(Referring expression data)
▽

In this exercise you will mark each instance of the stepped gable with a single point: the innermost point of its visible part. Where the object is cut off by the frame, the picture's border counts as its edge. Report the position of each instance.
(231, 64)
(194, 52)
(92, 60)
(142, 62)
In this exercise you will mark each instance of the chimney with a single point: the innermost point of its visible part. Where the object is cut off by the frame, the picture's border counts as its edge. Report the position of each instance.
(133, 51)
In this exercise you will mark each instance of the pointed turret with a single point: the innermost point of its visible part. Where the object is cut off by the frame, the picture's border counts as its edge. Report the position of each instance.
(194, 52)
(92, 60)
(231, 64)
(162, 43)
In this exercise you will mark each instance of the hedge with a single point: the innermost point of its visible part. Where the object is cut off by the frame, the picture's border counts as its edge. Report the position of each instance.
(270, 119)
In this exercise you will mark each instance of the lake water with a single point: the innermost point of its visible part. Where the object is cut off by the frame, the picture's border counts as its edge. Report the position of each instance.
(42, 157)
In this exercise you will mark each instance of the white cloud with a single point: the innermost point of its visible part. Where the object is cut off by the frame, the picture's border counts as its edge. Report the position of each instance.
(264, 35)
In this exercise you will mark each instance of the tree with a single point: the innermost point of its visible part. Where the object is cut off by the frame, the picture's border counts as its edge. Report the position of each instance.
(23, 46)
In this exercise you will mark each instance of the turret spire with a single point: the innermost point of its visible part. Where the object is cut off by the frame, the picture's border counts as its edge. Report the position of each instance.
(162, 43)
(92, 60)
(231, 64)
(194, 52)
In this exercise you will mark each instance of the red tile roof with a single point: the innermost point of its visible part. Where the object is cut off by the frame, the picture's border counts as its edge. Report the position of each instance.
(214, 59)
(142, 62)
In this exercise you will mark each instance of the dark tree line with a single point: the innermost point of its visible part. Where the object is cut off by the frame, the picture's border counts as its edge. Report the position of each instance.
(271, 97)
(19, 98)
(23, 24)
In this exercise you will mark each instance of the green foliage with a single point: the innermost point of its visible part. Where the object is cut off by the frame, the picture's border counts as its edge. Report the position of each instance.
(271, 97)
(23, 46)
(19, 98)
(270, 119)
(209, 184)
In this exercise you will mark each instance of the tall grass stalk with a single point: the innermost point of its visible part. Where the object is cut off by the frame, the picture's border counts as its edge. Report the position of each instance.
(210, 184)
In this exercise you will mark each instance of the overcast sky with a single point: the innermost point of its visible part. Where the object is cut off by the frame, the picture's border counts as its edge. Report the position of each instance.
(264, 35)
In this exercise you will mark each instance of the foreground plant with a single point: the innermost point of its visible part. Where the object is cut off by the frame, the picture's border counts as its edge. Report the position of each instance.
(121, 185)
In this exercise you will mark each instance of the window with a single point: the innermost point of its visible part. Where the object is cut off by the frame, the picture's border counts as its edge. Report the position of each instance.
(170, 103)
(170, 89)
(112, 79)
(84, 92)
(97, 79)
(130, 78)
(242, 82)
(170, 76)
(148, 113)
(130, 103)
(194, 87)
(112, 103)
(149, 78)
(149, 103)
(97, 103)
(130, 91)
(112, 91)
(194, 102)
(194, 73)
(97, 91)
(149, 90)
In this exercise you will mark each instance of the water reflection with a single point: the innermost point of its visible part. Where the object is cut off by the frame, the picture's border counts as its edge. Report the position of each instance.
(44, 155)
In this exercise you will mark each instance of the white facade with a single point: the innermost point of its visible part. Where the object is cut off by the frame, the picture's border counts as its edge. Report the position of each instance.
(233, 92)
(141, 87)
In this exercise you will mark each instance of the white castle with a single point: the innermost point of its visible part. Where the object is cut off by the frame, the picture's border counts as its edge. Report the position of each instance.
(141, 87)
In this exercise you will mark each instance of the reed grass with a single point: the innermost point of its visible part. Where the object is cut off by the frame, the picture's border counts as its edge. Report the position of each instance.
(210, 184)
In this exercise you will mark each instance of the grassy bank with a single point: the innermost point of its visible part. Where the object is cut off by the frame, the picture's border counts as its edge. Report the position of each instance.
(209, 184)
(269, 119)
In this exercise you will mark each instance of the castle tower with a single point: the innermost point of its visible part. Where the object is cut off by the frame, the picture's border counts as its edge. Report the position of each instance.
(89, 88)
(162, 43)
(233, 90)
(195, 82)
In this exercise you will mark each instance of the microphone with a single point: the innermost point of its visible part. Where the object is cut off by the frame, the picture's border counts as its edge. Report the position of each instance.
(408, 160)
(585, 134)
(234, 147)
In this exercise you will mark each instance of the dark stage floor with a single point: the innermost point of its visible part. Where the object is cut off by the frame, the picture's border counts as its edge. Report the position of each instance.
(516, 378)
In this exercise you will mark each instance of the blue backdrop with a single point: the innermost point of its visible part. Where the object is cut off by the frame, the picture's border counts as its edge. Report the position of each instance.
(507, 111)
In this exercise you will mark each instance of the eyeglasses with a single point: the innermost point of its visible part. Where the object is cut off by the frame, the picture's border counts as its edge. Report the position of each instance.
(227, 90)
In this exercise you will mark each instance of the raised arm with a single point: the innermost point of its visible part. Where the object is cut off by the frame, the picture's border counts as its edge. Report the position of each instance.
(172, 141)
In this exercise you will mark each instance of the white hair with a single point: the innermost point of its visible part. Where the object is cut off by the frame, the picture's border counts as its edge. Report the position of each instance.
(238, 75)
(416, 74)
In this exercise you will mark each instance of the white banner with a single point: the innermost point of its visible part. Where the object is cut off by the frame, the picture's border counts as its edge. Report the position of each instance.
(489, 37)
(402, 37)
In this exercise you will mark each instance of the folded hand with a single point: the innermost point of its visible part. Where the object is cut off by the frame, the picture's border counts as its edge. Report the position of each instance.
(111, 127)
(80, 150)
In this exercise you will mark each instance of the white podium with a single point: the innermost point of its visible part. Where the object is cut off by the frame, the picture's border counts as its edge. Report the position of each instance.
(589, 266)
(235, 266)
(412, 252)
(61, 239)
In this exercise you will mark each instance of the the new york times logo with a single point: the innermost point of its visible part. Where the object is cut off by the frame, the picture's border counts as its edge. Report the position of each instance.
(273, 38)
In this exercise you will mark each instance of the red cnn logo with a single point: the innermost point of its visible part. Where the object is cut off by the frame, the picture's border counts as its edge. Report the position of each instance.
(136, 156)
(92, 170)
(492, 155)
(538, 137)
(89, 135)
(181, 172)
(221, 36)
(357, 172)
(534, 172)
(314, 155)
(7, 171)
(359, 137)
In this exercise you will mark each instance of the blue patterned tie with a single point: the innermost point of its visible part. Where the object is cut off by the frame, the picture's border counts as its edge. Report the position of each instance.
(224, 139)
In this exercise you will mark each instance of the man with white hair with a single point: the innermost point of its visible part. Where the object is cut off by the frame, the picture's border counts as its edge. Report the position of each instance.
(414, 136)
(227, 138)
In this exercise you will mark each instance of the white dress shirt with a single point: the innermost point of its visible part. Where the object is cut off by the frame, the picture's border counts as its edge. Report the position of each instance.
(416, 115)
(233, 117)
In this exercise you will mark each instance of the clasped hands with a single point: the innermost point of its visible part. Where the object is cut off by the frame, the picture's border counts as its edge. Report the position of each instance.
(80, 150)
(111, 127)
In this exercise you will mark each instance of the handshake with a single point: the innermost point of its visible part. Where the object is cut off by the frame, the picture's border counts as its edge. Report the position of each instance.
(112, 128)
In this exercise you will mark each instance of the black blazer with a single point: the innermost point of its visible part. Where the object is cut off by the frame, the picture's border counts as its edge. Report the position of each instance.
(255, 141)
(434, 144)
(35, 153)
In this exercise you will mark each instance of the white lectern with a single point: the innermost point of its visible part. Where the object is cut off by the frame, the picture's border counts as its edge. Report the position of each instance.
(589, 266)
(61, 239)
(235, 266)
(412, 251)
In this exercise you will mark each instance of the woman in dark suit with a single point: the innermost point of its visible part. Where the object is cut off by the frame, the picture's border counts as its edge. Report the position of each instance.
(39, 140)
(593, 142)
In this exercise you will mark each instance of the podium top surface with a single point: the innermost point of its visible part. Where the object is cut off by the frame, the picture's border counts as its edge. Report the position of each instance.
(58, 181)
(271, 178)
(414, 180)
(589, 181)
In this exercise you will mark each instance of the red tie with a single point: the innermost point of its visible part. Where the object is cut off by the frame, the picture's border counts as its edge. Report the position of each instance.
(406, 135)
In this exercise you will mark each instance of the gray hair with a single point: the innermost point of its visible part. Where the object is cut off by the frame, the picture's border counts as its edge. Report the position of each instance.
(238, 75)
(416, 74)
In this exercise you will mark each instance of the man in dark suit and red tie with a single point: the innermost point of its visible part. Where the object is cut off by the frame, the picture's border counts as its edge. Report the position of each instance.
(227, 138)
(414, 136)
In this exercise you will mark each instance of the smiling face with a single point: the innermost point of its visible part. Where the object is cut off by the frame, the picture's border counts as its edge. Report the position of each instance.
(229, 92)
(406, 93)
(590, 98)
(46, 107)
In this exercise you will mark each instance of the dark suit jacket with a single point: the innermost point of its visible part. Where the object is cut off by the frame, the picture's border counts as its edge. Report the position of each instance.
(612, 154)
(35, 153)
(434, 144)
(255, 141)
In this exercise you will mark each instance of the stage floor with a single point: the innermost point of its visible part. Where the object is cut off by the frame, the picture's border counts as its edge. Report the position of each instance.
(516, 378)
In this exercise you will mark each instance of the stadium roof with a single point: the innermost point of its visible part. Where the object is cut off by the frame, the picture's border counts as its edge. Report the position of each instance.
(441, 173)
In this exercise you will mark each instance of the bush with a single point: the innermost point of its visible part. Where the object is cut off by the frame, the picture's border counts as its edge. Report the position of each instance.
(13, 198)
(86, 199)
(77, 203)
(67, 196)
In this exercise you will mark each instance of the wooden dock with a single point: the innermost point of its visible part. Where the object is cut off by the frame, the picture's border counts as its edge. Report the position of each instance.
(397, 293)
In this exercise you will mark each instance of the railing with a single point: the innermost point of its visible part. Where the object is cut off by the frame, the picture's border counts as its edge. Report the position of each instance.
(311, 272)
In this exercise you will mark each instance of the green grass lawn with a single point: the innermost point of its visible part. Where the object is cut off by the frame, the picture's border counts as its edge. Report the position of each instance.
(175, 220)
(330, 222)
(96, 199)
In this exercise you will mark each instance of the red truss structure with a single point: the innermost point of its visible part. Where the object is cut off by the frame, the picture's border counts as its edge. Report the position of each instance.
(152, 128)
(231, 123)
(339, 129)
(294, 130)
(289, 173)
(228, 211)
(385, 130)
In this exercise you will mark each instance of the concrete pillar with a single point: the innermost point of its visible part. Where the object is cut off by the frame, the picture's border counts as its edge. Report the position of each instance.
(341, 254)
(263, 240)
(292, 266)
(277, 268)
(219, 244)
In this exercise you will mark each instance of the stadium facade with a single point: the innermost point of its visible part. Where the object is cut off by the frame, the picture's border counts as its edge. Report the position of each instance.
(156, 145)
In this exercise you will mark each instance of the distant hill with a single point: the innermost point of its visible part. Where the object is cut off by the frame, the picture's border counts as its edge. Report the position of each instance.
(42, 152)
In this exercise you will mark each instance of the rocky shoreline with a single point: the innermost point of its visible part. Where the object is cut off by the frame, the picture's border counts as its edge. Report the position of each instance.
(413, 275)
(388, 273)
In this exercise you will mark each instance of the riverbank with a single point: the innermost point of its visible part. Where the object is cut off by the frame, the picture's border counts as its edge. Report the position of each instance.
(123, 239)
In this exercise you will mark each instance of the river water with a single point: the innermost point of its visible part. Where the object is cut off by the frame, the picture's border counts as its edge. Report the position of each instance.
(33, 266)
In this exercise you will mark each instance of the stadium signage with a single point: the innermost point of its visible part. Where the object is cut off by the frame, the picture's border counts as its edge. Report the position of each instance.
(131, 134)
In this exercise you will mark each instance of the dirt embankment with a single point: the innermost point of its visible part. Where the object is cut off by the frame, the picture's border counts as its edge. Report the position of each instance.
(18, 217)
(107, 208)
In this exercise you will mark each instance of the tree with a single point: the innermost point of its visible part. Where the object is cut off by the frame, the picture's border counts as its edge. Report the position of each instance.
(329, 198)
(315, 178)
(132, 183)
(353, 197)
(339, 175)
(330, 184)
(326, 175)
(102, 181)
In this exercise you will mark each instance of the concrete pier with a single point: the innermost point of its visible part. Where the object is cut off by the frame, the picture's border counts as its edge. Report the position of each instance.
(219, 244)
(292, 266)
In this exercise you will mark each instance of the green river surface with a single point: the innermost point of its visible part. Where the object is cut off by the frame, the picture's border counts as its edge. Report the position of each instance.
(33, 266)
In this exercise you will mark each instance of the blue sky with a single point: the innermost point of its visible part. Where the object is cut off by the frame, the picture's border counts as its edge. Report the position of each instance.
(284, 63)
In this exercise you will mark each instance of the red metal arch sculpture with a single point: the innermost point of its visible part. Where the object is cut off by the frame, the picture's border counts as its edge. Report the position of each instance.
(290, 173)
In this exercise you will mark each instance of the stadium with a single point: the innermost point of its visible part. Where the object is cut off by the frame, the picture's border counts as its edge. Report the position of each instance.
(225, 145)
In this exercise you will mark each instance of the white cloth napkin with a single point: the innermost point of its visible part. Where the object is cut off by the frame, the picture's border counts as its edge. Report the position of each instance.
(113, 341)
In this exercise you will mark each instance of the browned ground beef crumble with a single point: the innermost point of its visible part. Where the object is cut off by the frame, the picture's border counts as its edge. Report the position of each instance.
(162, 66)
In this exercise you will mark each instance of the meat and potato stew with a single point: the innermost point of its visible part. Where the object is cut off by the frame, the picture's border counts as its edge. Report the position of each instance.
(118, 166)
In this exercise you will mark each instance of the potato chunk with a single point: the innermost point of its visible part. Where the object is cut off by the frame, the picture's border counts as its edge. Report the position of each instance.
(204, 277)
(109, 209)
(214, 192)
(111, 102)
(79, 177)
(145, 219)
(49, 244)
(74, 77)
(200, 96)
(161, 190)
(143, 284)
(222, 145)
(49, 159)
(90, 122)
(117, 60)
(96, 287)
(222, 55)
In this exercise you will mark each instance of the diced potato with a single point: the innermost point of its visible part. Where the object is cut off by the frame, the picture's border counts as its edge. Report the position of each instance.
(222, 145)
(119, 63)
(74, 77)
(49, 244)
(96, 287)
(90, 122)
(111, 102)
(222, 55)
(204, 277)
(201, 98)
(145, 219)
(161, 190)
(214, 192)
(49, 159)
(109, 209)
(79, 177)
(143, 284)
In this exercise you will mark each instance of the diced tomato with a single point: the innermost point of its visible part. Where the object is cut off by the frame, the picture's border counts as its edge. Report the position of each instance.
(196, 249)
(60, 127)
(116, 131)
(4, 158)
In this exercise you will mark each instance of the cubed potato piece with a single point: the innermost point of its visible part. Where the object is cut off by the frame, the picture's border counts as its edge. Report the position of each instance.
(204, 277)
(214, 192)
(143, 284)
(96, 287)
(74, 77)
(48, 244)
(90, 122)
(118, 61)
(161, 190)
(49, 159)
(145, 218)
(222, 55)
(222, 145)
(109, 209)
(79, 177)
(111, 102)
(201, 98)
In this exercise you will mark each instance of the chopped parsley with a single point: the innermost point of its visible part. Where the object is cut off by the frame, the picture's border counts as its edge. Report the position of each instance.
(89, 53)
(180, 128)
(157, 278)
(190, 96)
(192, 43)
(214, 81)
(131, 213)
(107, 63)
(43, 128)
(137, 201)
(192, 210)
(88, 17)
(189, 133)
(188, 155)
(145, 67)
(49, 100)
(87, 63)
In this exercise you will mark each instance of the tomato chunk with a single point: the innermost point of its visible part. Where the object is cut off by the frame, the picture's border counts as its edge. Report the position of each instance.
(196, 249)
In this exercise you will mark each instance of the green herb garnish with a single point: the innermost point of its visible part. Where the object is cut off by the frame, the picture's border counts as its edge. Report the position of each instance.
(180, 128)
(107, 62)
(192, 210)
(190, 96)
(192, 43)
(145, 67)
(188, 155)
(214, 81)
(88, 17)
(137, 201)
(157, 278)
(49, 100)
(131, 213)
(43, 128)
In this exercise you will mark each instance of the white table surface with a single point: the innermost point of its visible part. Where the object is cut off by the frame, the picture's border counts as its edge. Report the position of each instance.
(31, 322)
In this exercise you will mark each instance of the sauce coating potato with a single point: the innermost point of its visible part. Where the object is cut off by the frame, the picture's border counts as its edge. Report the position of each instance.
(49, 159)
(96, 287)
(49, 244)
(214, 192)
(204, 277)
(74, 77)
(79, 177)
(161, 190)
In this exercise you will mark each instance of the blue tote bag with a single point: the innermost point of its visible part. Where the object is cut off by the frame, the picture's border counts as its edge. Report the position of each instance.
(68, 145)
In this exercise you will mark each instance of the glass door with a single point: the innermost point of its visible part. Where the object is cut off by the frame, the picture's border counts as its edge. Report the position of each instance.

△

# WHAT TO WORK ON
Give back, word for word, only the lines from the one containing "In this exercise you will mark each instance of the tomato" through the closing line of the entries.

# EXPECTED ANSWER
In this exercise you will mark each instance of the tomato chunk with a single point: the innermost point of its visible part. Where the object is cut off by the frame, the picture's border counts as its edge. Report the position of each instance.
(196, 249)
In this exercise you will mark each instance of the green herb garnish with a single point: the innermost point of its visible part. Where the object is cut off by the frame, the picture's border counts as its edge. Report the position of each instance.
(180, 128)
(107, 62)
(192, 210)
(190, 96)
(192, 43)
(145, 67)
(188, 155)
(214, 81)
(88, 17)
(137, 201)
(157, 278)
(49, 100)
(131, 213)
(43, 128)
In this exercise you will mark each instance of the white table surface with a single point: the innermost point of its visible part. Where the object is cut off by the frame, the picture's border counts as its edge. Report the position of each instance.
(31, 322)
In this exercise you will mark each instance of the sauce coating potato with a single point: the innermost point of its visible part. Where the object is cut off by the frame, the picture's border counts as its edge. Report the position of each instance.
(49, 159)
(96, 287)
(49, 244)
(214, 192)
(204, 277)
(74, 77)
(79, 177)
(161, 190)
In this exercise you will mark each instance of the blue tote bag with a single point: the innermost point of its visible part. Where the object is cut off by the frame, the picture's border counts as its edge. Report the position of each instance.
(68, 145)
In this exercise you will mark each instance of the glass door with a single point: the innermost point of its visible part. Where the object is cut off by the frame, the picture's border counts as its edge. Report the position of each instance.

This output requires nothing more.